▸ TASK REQUIREMENTS
Reproduce the material below line for line, unchanged, leaving out the pictures.

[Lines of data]

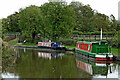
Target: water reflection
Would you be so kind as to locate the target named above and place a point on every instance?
(98, 69)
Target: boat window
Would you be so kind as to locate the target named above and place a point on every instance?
(88, 47)
(78, 46)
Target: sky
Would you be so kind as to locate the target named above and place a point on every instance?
(108, 7)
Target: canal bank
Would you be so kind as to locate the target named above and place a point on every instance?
(31, 63)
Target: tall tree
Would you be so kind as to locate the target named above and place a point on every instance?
(84, 14)
(30, 20)
(59, 18)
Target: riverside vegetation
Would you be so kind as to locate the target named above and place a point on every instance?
(59, 21)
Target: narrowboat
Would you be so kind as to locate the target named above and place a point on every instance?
(98, 50)
(49, 55)
(94, 68)
(50, 45)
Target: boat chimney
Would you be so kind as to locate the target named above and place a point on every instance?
(101, 34)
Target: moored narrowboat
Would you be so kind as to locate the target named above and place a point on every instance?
(50, 45)
(98, 50)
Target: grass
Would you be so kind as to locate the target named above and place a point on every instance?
(29, 44)
(13, 42)
(71, 47)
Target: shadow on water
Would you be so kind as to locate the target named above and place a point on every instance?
(36, 64)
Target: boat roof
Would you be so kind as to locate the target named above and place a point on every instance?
(91, 42)
(48, 42)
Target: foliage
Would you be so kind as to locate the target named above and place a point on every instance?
(10, 24)
(30, 20)
(115, 40)
(59, 19)
(13, 42)
(115, 51)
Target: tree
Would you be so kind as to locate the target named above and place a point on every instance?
(84, 14)
(30, 20)
(10, 24)
(113, 23)
(59, 18)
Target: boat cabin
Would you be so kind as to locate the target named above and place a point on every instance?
(93, 47)
(48, 44)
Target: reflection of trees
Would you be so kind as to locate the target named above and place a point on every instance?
(31, 66)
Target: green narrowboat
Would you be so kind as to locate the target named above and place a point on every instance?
(93, 68)
(98, 50)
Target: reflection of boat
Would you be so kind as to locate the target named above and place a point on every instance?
(50, 45)
(93, 67)
(94, 50)
(49, 55)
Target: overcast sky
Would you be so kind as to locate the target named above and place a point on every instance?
(107, 7)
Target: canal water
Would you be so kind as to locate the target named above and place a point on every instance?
(31, 63)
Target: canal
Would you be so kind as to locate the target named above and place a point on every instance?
(31, 63)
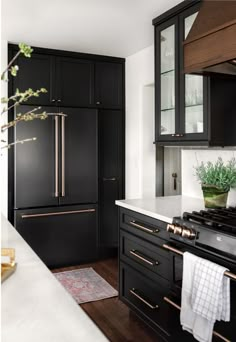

▸ RESPONSE
Target: water reflection
Would you be so kind as to locate the target named above and place a point on every instance?
(98, 69)
Target: boat window
Would you be so kind as to locate the target named above and place a point on every instance?
(88, 47)
(78, 46)
Target: sky
Would you be so kind as to locate the target named above and place a point on every instance?
(108, 7)
Target: canal bank
Would you be so kind as to locate the target named above and place a point on every instance?
(31, 63)
Target: tall tree
Would you be so kind as to locate the target named above and place a point on every instance?
(84, 14)
(30, 20)
(59, 18)
Target: riverside vegetation
Would you be so kind as to locate the target named above and place a point on every instance?
(59, 21)
Target: narrowboat
Would you be so kind as to locate the target named above and place a point on every instance?
(98, 50)
(49, 55)
(94, 68)
(50, 45)
Target: boat chimney
Would you be so kind as to locate the target named above and place a point on every instance?
(101, 34)
Target: moored narrowboat
Would you be so kind as to locate the target named above and place a point on every instance?
(50, 45)
(98, 50)
Target: grass
Would you be so kind as to locate the target named above and place a point on every instance?
(29, 44)
(13, 42)
(71, 47)
Target: shadow on water
Would you be so kind as to locate the target named above and place a point on every instance?
(36, 64)
Target: boat roof
Would you be so kind as to locate the target named above and place a point on every instance?
(91, 42)
(48, 42)
Target: foliage
Would you be so kind as to locate the target named above and place a point on every instance?
(10, 24)
(30, 20)
(115, 40)
(59, 19)
(13, 42)
(115, 51)
Target: tree
Would you be so kind as to locate the target named above and place a point on every instance?
(84, 14)
(30, 20)
(10, 24)
(113, 23)
(59, 18)
Target: boat cabin
Would you be so kind as to locate the target named above and place a point on every instance?
(93, 47)
(48, 44)
Target: reflection of trees
Would you be so kind as to locate the target named above and place a point on every instance?
(31, 66)
Target: green narrowboat
Would you be so kind as to locate the target named above and place a point on every instance?
(93, 68)
(98, 50)
Target: reflection of boat
Would you be so kind as to locate the target named above and place a point on every instance?
(50, 45)
(93, 67)
(94, 50)
(49, 55)
Target: overcast sky
Would you be so kind as to locate the target named above and place a point on every instance?
(107, 7)
Target: canal water
Would you be so kind as to locate the target named above and place a point on every instance?
(31, 63)
Target: canal
Would you be so kind as to locate the target named above and place a point on every instance?
(31, 63)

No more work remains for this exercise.